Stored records

┏━━

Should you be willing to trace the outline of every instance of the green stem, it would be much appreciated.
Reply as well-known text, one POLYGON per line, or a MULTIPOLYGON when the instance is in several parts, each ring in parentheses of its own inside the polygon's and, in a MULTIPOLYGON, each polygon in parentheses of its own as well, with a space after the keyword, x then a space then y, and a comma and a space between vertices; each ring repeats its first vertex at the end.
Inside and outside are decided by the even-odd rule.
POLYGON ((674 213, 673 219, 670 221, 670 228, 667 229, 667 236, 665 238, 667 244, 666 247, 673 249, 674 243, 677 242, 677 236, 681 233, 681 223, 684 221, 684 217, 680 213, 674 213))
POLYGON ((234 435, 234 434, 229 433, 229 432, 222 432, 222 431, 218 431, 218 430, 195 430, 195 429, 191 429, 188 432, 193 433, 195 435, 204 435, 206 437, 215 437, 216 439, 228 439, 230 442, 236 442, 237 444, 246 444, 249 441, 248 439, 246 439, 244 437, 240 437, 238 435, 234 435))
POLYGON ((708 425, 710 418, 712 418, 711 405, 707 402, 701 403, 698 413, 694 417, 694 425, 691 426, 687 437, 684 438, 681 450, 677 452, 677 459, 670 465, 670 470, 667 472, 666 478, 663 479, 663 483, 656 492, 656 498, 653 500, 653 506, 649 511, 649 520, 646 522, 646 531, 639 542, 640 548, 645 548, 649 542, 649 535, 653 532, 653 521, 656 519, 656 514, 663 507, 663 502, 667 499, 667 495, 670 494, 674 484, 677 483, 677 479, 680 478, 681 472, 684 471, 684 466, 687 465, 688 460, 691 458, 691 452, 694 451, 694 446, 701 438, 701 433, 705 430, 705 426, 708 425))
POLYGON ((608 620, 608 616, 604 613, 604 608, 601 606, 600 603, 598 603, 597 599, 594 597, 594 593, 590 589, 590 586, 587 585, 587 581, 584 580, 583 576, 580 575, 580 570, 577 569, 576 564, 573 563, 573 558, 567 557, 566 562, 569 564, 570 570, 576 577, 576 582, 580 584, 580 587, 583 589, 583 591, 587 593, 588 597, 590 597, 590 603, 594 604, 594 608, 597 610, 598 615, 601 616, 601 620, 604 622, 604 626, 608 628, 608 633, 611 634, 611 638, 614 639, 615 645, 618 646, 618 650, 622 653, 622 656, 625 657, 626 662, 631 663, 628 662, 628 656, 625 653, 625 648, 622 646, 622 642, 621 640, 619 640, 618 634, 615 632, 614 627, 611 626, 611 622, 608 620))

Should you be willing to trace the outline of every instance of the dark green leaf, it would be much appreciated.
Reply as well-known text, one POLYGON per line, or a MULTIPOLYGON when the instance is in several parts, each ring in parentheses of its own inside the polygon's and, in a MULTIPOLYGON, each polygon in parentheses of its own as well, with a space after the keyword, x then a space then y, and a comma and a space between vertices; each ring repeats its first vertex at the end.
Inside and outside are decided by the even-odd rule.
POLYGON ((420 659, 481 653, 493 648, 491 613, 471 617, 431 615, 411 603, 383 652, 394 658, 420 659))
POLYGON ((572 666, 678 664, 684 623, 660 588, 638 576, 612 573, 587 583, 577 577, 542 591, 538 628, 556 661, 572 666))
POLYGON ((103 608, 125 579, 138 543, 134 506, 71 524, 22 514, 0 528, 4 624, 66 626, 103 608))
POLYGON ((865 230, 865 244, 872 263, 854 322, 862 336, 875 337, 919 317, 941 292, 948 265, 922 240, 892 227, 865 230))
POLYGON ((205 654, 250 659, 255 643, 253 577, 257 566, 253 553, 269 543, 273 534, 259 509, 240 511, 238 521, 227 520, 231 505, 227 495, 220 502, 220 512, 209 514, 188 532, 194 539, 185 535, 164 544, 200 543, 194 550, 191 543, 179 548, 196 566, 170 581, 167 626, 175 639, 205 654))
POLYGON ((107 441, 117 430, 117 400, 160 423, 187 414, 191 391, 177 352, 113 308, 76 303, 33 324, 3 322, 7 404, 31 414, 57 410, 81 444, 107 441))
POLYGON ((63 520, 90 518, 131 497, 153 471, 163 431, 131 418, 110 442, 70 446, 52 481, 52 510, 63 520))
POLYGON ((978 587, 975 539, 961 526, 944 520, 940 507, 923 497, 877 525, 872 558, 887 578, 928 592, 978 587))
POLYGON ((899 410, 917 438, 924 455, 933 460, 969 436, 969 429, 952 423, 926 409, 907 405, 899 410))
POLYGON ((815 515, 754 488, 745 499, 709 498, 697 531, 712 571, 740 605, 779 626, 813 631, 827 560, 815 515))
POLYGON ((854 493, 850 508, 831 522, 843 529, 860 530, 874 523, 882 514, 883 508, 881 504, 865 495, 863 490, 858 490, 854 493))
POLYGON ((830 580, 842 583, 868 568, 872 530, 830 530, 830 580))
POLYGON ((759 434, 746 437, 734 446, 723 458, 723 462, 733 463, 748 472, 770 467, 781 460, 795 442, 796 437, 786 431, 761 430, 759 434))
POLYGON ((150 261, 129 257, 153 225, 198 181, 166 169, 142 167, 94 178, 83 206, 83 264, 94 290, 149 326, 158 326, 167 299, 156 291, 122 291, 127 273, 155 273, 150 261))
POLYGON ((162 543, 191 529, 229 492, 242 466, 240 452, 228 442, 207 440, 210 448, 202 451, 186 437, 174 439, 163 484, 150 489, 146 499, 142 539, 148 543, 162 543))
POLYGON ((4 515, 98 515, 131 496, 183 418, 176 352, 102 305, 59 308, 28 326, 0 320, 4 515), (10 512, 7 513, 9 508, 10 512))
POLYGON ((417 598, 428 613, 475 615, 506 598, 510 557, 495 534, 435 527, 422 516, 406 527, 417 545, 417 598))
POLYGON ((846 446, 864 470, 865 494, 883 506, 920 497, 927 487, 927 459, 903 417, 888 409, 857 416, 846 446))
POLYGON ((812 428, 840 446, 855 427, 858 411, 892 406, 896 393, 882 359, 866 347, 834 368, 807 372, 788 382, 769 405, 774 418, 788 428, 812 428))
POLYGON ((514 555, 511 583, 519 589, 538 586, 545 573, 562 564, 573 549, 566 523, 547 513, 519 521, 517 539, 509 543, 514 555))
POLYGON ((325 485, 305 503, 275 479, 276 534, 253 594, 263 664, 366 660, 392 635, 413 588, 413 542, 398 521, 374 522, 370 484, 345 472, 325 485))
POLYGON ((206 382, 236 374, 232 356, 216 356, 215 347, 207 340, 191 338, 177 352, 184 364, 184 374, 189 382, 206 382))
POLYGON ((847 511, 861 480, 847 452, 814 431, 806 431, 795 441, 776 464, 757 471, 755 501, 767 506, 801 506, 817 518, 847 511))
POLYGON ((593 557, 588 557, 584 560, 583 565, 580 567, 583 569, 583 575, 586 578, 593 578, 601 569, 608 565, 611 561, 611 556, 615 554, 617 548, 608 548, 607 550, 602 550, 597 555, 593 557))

┗━━

▸ **Work required**: Nothing but an exact reproduction of the entries is wanted.

▸ **Solution to the problem**:
Should you be willing to trace the outline of every instance of the green stem, it would be much appreciated.
Reply as well-known text, one POLYGON per line, or a MULTIPOLYGON when the instance is in several parts, each ring in parentheses of its own inside the polygon's and, in a MULTIPOLYGON, each polygon in parentheses of its own as well, with a space after the keyword, x then a space then y, and a comma and a space between vertices; each ring repeats its first vertex at the end.
Inside and outside are decided by the even-odd rule.
POLYGON ((674 213, 673 219, 670 221, 670 228, 667 229, 667 236, 665 238, 667 244, 666 247, 673 249, 674 243, 677 242, 677 236, 681 233, 681 223, 684 221, 684 217, 680 213, 674 213))
POLYGON ((234 435, 234 434, 229 433, 229 432, 222 432, 222 431, 218 431, 218 430, 195 430, 195 429, 191 429, 188 432, 193 433, 195 435, 204 435, 206 437, 215 437, 216 439, 228 439, 230 442, 236 442, 237 444, 246 444, 249 441, 248 439, 246 439, 244 437, 240 437, 238 435, 234 435))
POLYGON ((708 425, 710 418, 712 418, 711 405, 707 402, 701 403, 698 413, 694 417, 694 425, 691 426, 687 437, 684 438, 681 450, 677 452, 677 459, 670 465, 670 470, 667 472, 666 478, 663 479, 663 483, 656 492, 656 498, 653 500, 653 506, 649 511, 649 520, 646 522, 646 531, 639 542, 640 548, 645 548, 649 542, 649 535, 653 532, 653 521, 656 519, 656 514, 663 507, 663 502, 667 499, 667 495, 670 494, 674 484, 677 483, 677 479, 680 478, 681 472, 684 471, 684 466, 687 465, 688 460, 691 458, 691 452, 694 451, 694 446, 701 438, 701 433, 705 430, 705 426, 708 425))
POLYGON ((608 620, 608 616, 604 613, 604 608, 601 606, 600 603, 598 603, 597 599, 594 597, 594 593, 590 589, 590 586, 587 585, 587 581, 584 580, 583 576, 580 575, 580 570, 577 569, 576 564, 573 563, 573 558, 567 557, 566 562, 569 564, 570 570, 576 577, 576 582, 580 584, 580 587, 583 589, 583 591, 587 593, 588 597, 590 597, 590 603, 594 604, 594 608, 597 610, 598 615, 601 616, 601 620, 604 622, 604 626, 608 628, 608 633, 611 634, 611 638, 614 639, 615 645, 618 646, 618 650, 622 653, 622 656, 625 657, 626 662, 631 663, 628 662, 628 656, 625 653, 625 648, 622 646, 622 642, 621 640, 619 640, 618 634, 615 632, 614 627, 611 626, 611 622, 608 620))

Should you be willing to trace the outline of every instance of the dark green leaf, it would be much appreciated.
Reply as well-known text, one POLYGON per line, or a MULTIPOLYGON when the instance is in several parts, each ring in parentheses of its own inside the polygon's and, in a MULTIPOLYGON, each polygon in parentheses of its own as well, with a space after the keyword, x then a space then y, and a comma and a space between vertices; each ring repeats its first vertex at the end.
Inside and outside are decided by the even-odd rule.
POLYGON ((420 659, 481 653, 493 648, 491 613, 471 617, 431 615, 411 603, 383 652, 394 658, 420 659))
POLYGON ((572 666, 678 664, 684 623, 660 588, 638 576, 612 573, 587 583, 577 577, 542 591, 538 628, 556 661, 572 666))
POLYGON ((103 608, 125 579, 138 543, 134 506, 71 524, 22 514, 0 528, 4 624, 66 626, 103 608))
POLYGON ((865 230, 865 244, 872 263, 854 322, 862 336, 875 337, 919 317, 941 292, 948 265, 922 240, 892 227, 865 230))
POLYGON ((205 654, 250 659, 255 643, 253 577, 257 566, 253 553, 269 543, 273 534, 259 509, 240 511, 238 521, 227 520, 231 505, 227 495, 220 502, 220 512, 209 514, 188 532, 194 539, 185 535, 164 544, 200 543, 194 550, 191 543, 179 548, 196 566, 170 581, 167 626, 175 639, 205 654))
POLYGON ((107 441, 117 430, 117 400, 160 423, 187 414, 191 391, 177 352, 113 308, 76 303, 33 324, 3 322, 7 404, 31 414, 57 410, 81 444, 107 441))
POLYGON ((63 520, 90 518, 131 497, 153 471, 163 431, 131 418, 110 442, 70 446, 52 481, 52 510, 63 520))
POLYGON ((978 587, 975 539, 961 526, 944 520, 940 507, 923 497, 877 525, 872 558, 887 578, 928 592, 978 587))
POLYGON ((899 410, 917 438, 924 455, 933 460, 969 436, 969 429, 952 423, 926 409, 907 405, 899 410))
POLYGON ((815 515, 754 488, 745 499, 709 498, 697 531, 712 571, 740 605, 779 626, 813 631, 827 560, 815 515))
POLYGON ((854 493, 850 508, 831 522, 843 529, 860 530, 874 523, 882 514, 883 508, 881 504, 865 495, 863 490, 858 490, 854 493))
POLYGON ((830 580, 842 583, 868 568, 872 530, 830 530, 830 580))
POLYGON ((759 434, 746 437, 734 446, 723 458, 723 462, 733 463, 748 472, 770 467, 781 460, 795 442, 796 437, 786 431, 761 430, 759 434))
POLYGON ((150 261, 129 257, 153 225, 198 181, 166 169, 142 167, 94 178, 83 206, 83 264, 94 290, 149 326, 158 326, 167 299, 156 291, 122 291, 127 273, 155 273, 150 261))
POLYGON ((162 543, 191 529, 229 492, 242 466, 240 452, 228 442, 207 440, 210 448, 202 451, 186 437, 174 439, 163 484, 150 489, 146 499, 142 539, 148 543, 162 543))
POLYGON ((4 515, 98 515, 131 496, 183 418, 176 352, 102 305, 59 308, 28 326, 0 320, 4 515), (10 512, 7 513, 9 508, 10 512))
POLYGON ((417 598, 428 613, 475 615, 506 598, 510 557, 495 534, 435 527, 422 516, 406 527, 417 545, 417 598))
POLYGON ((846 446, 864 470, 865 494, 883 506, 920 497, 927 487, 927 459, 903 417, 888 409, 857 416, 846 446))
POLYGON ((812 428, 840 446, 855 427, 858 411, 892 406, 896 393, 882 359, 866 347, 834 368, 807 372, 788 382, 769 405, 774 418, 788 428, 812 428))
POLYGON ((514 555, 511 583, 519 589, 538 586, 545 573, 562 564, 573 549, 566 523, 547 513, 519 521, 517 539, 509 543, 514 555))
POLYGON ((325 485, 305 503, 275 479, 276 534, 253 594, 263 664, 366 660, 392 635, 413 588, 413 542, 398 521, 374 522, 370 484, 345 472, 325 485))
POLYGON ((206 382, 236 374, 232 356, 216 356, 215 347, 207 340, 191 338, 177 352, 184 364, 184 374, 189 382, 206 382))
POLYGON ((847 511, 861 480, 847 452, 814 431, 806 431, 795 441, 776 464, 757 471, 755 501, 767 506, 801 506, 817 518, 847 511))
POLYGON ((593 557, 588 557, 584 560, 583 565, 580 567, 583 569, 583 575, 586 578, 593 578, 601 569, 608 565, 611 561, 611 556, 615 554, 617 548, 608 548, 607 550, 602 550, 597 555, 593 557))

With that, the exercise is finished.